▸ Task instructions
All entries below must be retyped exactly, though pictures are to be skipped.

++++ Supplied material ++++

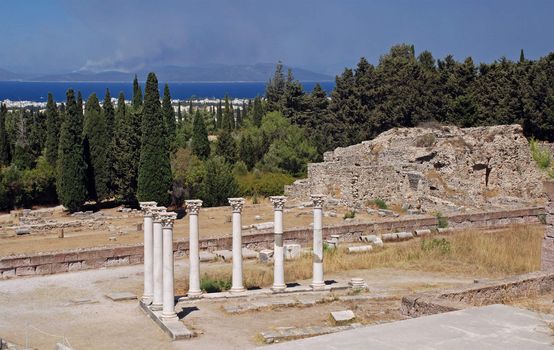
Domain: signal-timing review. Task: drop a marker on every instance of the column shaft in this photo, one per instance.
(148, 259)
(157, 300)
(168, 311)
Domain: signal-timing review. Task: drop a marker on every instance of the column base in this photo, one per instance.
(156, 307)
(279, 288)
(236, 290)
(194, 294)
(317, 285)
(170, 317)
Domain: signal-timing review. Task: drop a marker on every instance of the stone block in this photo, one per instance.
(74, 266)
(121, 296)
(402, 236)
(388, 237)
(343, 316)
(25, 271)
(45, 269)
(207, 256)
(249, 254)
(60, 267)
(22, 231)
(359, 249)
(263, 226)
(226, 255)
(265, 255)
(292, 251)
(422, 232)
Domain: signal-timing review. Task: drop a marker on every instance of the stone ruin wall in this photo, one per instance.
(444, 169)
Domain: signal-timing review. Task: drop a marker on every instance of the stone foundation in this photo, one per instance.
(93, 258)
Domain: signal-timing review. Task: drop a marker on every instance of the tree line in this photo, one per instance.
(90, 152)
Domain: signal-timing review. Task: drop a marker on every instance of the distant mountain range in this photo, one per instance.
(202, 73)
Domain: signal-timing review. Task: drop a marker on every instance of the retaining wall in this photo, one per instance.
(93, 258)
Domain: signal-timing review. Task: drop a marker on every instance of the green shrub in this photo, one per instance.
(211, 285)
(381, 204)
(442, 221)
(540, 154)
(263, 184)
(349, 214)
(441, 246)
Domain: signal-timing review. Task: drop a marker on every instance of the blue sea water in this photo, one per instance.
(38, 91)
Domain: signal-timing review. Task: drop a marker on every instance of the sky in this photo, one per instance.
(55, 36)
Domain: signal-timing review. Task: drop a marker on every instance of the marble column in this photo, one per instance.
(168, 276)
(237, 285)
(157, 300)
(193, 208)
(278, 251)
(318, 282)
(148, 292)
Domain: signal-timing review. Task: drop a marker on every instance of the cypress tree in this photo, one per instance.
(109, 114)
(258, 112)
(126, 153)
(70, 182)
(52, 130)
(200, 144)
(169, 116)
(96, 150)
(154, 180)
(4, 142)
(218, 184)
(228, 120)
(137, 94)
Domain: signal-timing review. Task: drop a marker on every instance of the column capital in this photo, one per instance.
(318, 200)
(156, 213)
(146, 207)
(278, 202)
(193, 206)
(167, 219)
(236, 204)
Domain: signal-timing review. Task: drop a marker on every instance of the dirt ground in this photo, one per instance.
(41, 310)
(214, 222)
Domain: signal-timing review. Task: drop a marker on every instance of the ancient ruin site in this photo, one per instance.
(429, 237)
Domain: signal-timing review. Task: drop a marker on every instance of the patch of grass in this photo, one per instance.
(540, 154)
(442, 246)
(380, 203)
(351, 214)
(214, 285)
(442, 221)
(488, 254)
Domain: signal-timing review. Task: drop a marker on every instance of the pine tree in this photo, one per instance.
(70, 181)
(200, 144)
(53, 125)
(169, 117)
(126, 153)
(154, 180)
(218, 184)
(96, 150)
(137, 94)
(5, 158)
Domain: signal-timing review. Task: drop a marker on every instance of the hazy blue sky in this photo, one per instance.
(58, 36)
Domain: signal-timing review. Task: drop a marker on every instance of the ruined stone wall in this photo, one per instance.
(443, 169)
(93, 258)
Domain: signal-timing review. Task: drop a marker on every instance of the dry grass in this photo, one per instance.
(492, 254)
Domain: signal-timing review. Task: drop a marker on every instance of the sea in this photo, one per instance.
(38, 91)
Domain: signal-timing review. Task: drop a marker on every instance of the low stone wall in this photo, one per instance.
(421, 304)
(92, 258)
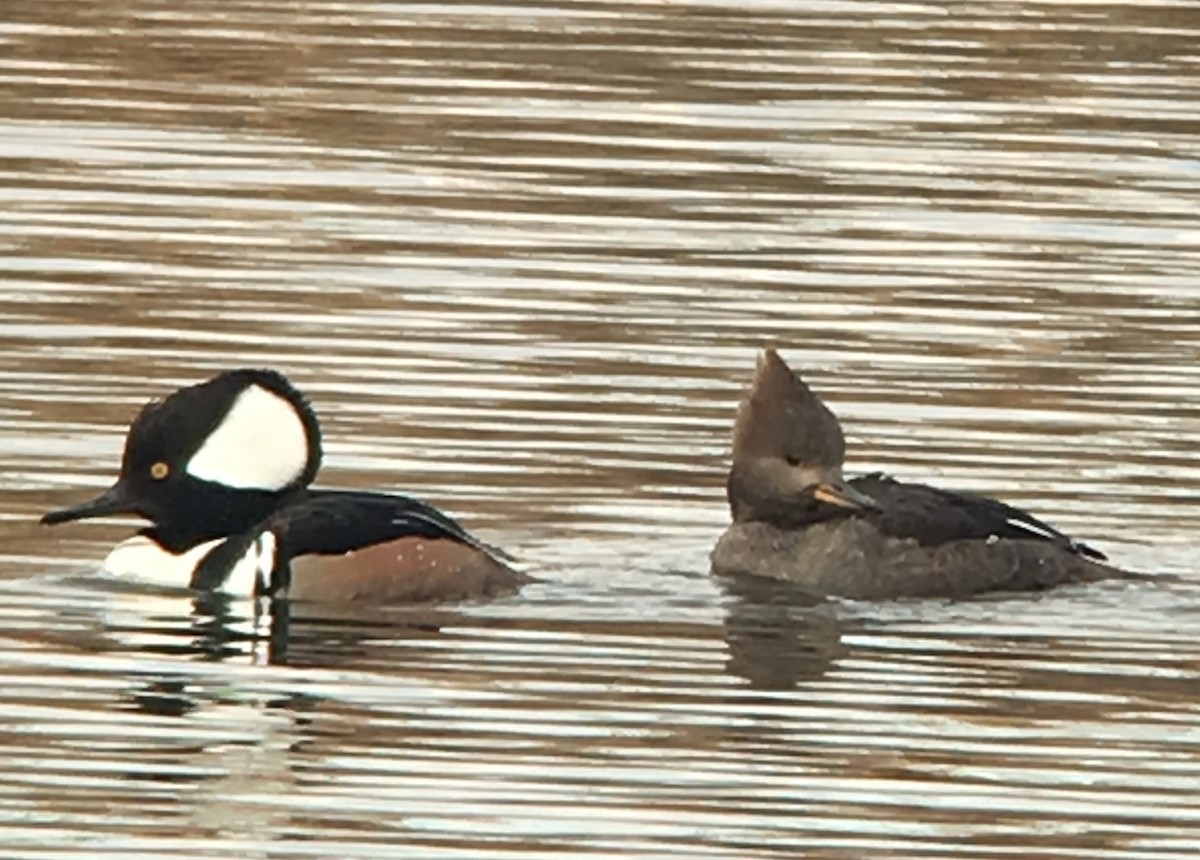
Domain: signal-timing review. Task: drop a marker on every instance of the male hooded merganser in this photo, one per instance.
(221, 469)
(869, 537)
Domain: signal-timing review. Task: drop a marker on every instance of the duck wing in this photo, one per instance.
(933, 516)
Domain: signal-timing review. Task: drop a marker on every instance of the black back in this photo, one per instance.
(931, 516)
(334, 522)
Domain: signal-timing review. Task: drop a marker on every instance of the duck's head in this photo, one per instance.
(787, 453)
(213, 458)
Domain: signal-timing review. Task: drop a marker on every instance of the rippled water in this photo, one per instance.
(521, 257)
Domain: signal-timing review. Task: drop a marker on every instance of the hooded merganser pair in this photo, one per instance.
(222, 469)
(796, 518)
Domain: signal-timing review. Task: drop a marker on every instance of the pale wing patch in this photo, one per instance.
(1031, 528)
(259, 445)
(141, 559)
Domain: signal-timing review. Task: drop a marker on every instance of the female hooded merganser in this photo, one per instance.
(870, 537)
(221, 469)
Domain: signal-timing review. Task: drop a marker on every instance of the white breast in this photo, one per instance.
(141, 559)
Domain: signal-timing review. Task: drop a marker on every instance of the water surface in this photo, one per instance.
(522, 257)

++++

▸ Answer to this task
Domain: signal-timing review. Task: drop a marker on every instance of the column shaft in this photo, one per instance.
(148, 259)
(157, 300)
(168, 311)
Domain: signal-timing review. Task: drop a marker on every instance of the column base in this photo, one per instance.
(156, 307)
(279, 288)
(236, 290)
(194, 294)
(317, 285)
(170, 317)
Domain: signal-timing review. Task: drop a marker on every instance of the stone block in this photo, one per instance.
(74, 266)
(121, 296)
(402, 236)
(388, 237)
(343, 316)
(25, 271)
(45, 269)
(207, 256)
(249, 254)
(60, 267)
(22, 231)
(359, 249)
(263, 226)
(226, 255)
(265, 255)
(292, 251)
(422, 232)
Domain: signal-timing review. Task: drop a marker on every instance of the stone ruin wall in this photo, one per instance.
(444, 169)
Domain: signal-timing review. Task: drop a marker on every instance of the stone foundation in this photo, one per instance.
(93, 258)
Domain: signal-timing review. Task: drop a marker on every instance of the tree line in this photo, one per instance.
(90, 152)
Domain: signal-timing review. Task: drop a marker on every instance of the distant mountain range in this photo, one per instance.
(202, 73)
Domain: signal-timing review. Task: drop a marker on every instance of the retaining wall in this photo, one per instance.
(93, 258)
Domain: signal-timing review. Task: drop a marker on every instance of the green shrub in this photo, one per instance.
(211, 285)
(381, 204)
(442, 221)
(540, 154)
(263, 184)
(349, 214)
(441, 246)
Domain: signal-timing review. Task: drop a marker on every instance of the blue sea water in this photo, one per instance.
(38, 91)
Domain: signal-timing review. Task: drop a marker on every instance of the sky in this photo, one per instance.
(55, 36)
Domain: signal-timing review. Task: drop a marker on every instance of the marble column in this photo, one per instance.
(168, 276)
(237, 285)
(157, 300)
(193, 208)
(278, 251)
(318, 282)
(148, 292)
Domain: signal-timing review. Task: drop a marker on every instance of the cypress tree in this photo, one per instance.
(109, 114)
(258, 112)
(126, 153)
(70, 182)
(52, 130)
(200, 144)
(169, 116)
(96, 150)
(154, 180)
(4, 142)
(218, 184)
(228, 120)
(137, 94)
Domain: signal-timing review. Task: drop a marker on every instance of the column capital in this photo, one per instance.
(318, 200)
(156, 213)
(146, 207)
(278, 202)
(193, 206)
(167, 219)
(236, 204)
Domain: signal-timing review. Task: drop a marker on every instance of the dirt ground in this photo, one per instance.
(41, 310)
(214, 222)
Domain: signal-timing review. Task: drop a marker on every instance of the ancient ruin site in this photo, one per instance.
(429, 237)
Domain: signal-timing review. Task: drop a marker on every instance of the patch of grass in this photo, one per instance.
(540, 154)
(442, 246)
(380, 203)
(351, 214)
(214, 285)
(442, 221)
(488, 254)
Domain: signal-timing review. Task: drop a marker on every instance of the pine tree in this photo, one per instance.
(70, 181)
(200, 144)
(53, 125)
(169, 117)
(126, 153)
(154, 180)
(218, 184)
(96, 150)
(137, 94)
(5, 158)
Domain: signal-timing review. Task: drop a marker on every instance of the hazy blue sky in this photo, one per instance.
(58, 36)
Domain: signal-timing review. Task: drop a marker on every instance of the ruined stone wall in this photo, one per instance.
(443, 169)
(93, 258)
Domain: signal-timing review. Task: drop a marker on every instance of the dry grass in this photo, one per instance.
(492, 254)
Domain: signal-timing review. Task: drop a marker on every instance of the sea in this photo, one per instance.
(38, 91)
Domain: signal-timing review. Task: drop a marker on every instance of the low stone wall in this photo, one per instance.
(421, 304)
(92, 258)
Domain: signal-timing review. Task: drop a marker on every instance of the male hooded merganser in this photo, one per instance.
(221, 469)
(869, 537)
Domain: signal-timing review. Task: drop a marker on every instance of the duck wing in this photo, one per instance.
(933, 516)
Domain: signal-timing review. Task: drop a marker on every instance of the black back in this photo, one per instance.
(931, 516)
(334, 522)
Domain: signal-timing review. Task: drop a marker on every instance of the duck's head in this photo, one per instance.
(787, 453)
(213, 458)
Domain: signal-timing review. Task: drop a marker on every instance of the rippled water in this photo, one per instance.
(521, 257)
Domain: signal-timing review. Task: drop a marker on every instance of the hooded merganser pair in this photo, one per instance.
(222, 469)
(796, 518)
Domain: signal-timing review. Task: drop a marker on every instance of the pale wing patch in this photo, one per instance.
(1031, 528)
(259, 445)
(141, 559)
Domain: signal-timing review. Task: drop a marker on every instance of the female hooded merganser in this photo, one per instance.
(870, 537)
(221, 469)
Domain: signal-timing review. Task: drop a marker on every instance of the white breast in this photo, one per instance.
(141, 559)
Domain: signal-timing review. Task: drop a marker on every instance of the water surface in this photo, one per instance.
(522, 257)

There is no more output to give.